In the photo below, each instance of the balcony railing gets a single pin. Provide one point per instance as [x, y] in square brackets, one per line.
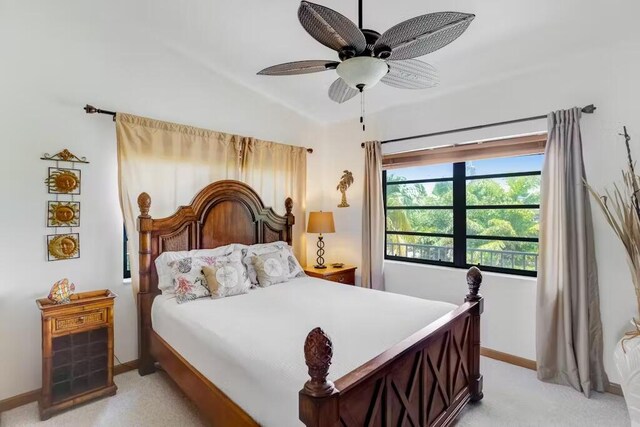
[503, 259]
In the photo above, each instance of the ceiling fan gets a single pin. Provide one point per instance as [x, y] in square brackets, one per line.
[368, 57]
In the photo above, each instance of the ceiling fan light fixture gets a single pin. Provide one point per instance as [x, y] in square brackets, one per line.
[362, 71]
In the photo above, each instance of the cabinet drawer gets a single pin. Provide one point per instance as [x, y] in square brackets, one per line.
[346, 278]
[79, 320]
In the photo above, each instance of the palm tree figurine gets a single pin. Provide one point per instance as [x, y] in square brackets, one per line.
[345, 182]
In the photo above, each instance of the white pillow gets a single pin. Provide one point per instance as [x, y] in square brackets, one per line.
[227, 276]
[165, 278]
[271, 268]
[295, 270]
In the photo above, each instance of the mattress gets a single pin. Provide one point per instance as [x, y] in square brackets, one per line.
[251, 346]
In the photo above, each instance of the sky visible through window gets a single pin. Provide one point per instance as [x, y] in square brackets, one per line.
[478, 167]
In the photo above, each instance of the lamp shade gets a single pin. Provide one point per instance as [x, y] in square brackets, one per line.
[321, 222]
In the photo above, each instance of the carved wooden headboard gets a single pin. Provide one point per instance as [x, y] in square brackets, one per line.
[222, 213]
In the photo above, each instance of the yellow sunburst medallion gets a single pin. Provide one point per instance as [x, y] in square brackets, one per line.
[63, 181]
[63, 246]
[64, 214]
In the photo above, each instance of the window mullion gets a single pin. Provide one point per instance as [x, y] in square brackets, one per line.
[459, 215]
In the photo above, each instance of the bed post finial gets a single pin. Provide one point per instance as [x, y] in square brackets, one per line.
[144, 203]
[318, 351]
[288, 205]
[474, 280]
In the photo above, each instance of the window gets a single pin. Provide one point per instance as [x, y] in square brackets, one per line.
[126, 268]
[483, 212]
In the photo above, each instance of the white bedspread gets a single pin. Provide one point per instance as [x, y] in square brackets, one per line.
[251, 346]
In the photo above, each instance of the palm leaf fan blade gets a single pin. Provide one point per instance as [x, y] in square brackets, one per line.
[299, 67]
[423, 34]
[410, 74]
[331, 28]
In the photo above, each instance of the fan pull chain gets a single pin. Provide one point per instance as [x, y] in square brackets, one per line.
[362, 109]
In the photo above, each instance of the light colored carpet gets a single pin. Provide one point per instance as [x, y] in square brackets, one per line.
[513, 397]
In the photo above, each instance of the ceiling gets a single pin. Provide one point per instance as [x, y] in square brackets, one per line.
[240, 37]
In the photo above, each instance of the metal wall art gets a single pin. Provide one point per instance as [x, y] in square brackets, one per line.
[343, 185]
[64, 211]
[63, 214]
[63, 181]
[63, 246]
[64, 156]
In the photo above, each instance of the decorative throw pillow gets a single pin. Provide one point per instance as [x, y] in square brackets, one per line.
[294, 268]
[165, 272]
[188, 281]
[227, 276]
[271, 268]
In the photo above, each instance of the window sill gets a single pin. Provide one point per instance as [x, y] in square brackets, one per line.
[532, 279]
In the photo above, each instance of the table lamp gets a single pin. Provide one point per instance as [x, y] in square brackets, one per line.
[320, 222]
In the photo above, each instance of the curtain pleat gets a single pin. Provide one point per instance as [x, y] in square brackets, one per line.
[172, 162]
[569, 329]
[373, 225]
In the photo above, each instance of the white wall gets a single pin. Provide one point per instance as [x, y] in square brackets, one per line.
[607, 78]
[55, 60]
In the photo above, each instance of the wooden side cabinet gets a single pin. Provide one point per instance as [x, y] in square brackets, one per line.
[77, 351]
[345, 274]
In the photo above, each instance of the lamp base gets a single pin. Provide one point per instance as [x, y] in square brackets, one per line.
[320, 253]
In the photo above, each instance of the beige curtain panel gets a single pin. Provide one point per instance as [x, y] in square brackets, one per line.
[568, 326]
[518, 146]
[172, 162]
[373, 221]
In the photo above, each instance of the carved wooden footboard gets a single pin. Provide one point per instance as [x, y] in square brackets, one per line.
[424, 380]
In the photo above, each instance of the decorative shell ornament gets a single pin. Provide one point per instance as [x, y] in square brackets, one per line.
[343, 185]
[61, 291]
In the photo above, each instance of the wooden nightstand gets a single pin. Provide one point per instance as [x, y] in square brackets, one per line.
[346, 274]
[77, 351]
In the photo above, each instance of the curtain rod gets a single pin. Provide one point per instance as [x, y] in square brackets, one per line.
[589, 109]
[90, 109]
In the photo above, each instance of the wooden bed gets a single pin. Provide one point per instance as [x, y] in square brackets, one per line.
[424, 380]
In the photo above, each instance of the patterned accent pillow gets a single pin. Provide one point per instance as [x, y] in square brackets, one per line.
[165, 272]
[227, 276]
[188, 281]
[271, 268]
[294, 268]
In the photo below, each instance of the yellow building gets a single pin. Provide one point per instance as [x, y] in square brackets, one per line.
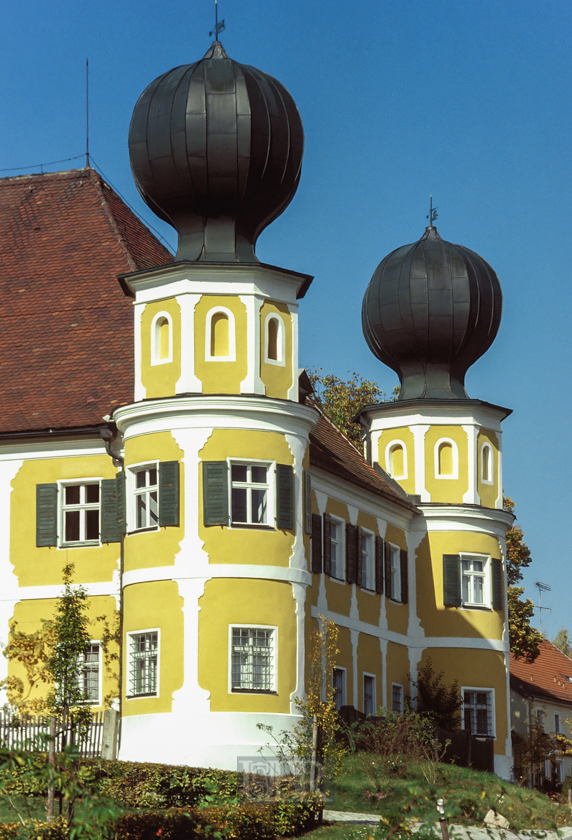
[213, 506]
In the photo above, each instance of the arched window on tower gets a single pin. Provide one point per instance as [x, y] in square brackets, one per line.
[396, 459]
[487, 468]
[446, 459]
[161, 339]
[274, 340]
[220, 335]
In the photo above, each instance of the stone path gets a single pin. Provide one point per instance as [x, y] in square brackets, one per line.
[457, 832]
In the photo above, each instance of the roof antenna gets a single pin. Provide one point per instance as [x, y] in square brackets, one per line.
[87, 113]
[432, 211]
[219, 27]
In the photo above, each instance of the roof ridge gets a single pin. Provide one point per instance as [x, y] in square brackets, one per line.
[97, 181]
* * *
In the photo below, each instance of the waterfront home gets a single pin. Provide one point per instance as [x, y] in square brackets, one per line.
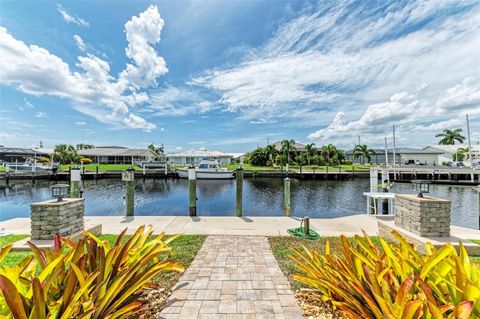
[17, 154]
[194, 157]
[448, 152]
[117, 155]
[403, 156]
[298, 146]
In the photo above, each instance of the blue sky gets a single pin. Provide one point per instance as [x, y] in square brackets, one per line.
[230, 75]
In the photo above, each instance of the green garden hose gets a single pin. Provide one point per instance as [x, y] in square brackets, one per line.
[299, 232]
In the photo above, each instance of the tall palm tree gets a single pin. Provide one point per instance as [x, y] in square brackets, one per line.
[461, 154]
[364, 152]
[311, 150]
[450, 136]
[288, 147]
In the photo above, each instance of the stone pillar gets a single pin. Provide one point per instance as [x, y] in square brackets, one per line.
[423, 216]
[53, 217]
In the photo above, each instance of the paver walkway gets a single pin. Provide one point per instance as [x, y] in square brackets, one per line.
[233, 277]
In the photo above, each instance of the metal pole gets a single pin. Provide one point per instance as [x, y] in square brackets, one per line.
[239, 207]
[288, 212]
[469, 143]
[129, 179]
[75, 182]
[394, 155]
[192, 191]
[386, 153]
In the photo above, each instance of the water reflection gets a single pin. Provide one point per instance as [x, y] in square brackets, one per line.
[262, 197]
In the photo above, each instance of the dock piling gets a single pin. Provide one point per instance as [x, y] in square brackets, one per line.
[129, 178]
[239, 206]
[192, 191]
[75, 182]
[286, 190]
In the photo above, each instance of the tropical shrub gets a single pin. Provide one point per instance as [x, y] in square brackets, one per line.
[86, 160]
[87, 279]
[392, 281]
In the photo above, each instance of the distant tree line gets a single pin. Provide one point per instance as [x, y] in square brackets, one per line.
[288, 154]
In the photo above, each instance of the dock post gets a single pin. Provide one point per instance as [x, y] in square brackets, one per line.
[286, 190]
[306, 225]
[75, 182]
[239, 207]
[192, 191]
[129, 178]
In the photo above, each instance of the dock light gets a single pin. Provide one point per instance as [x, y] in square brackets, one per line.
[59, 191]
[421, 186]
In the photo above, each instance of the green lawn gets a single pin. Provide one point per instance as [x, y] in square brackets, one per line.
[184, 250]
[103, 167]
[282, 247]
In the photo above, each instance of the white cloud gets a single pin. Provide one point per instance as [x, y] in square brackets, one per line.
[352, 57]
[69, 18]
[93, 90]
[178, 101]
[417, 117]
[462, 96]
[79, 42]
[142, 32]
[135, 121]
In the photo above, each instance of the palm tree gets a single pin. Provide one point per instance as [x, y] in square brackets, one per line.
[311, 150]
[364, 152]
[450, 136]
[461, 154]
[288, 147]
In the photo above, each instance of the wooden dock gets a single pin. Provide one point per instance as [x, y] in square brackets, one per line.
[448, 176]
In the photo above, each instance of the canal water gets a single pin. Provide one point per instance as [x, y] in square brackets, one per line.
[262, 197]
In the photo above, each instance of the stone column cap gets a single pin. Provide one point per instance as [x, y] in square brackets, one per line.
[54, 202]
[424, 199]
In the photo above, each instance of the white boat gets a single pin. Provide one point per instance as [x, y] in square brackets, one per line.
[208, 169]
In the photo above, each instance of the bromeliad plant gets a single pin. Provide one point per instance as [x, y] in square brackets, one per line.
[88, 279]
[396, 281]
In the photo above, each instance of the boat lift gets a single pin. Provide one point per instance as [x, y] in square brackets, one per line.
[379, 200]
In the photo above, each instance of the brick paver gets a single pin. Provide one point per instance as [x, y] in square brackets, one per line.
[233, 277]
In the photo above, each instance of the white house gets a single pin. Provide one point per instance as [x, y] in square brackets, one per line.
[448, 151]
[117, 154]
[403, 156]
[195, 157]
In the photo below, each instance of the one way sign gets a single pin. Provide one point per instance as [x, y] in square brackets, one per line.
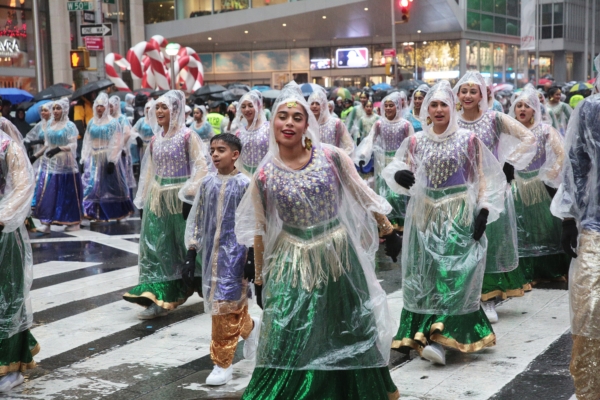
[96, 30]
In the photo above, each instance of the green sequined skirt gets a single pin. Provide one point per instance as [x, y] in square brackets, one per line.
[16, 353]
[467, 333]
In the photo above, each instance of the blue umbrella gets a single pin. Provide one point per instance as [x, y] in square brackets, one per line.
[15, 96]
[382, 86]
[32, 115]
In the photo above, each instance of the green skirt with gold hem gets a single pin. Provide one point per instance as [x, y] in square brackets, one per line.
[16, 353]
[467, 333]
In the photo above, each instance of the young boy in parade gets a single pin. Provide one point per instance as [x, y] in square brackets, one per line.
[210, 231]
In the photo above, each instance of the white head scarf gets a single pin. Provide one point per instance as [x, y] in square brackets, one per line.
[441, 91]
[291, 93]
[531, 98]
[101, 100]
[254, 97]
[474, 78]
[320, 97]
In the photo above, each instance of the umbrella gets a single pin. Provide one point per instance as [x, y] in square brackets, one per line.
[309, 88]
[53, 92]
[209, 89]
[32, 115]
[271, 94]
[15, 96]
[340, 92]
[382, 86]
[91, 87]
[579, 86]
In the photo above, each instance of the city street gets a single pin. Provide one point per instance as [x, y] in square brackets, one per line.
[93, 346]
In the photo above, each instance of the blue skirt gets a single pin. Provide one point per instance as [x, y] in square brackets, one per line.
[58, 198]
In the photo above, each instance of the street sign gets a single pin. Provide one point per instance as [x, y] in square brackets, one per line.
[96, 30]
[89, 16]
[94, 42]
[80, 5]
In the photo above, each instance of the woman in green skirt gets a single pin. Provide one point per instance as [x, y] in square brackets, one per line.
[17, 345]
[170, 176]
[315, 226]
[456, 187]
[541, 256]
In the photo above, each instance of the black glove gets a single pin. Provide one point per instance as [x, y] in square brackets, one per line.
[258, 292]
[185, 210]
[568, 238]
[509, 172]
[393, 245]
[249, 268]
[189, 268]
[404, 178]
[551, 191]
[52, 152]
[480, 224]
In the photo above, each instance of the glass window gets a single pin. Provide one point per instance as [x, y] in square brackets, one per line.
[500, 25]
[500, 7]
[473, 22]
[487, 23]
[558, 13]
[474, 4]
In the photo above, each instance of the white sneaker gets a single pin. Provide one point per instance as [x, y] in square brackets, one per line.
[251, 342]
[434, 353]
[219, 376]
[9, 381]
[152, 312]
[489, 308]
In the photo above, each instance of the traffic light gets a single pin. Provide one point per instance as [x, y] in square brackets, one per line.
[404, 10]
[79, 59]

WORK INSTRUCTIONS:
Find each line in the records that contains the word "umbrella" and copy those lines out in full, treating uppercase and lowercase as different.

WRITTEN REPLY:
In the photo above, each instance of the blue umbrella gets a single pin. Provide one point per instance as [x, y] in square brackets, one per line.
In the photo above, each instance of the umbrella gets a single pin. Provide one point per instance as [x, y] in square brackets, one per line.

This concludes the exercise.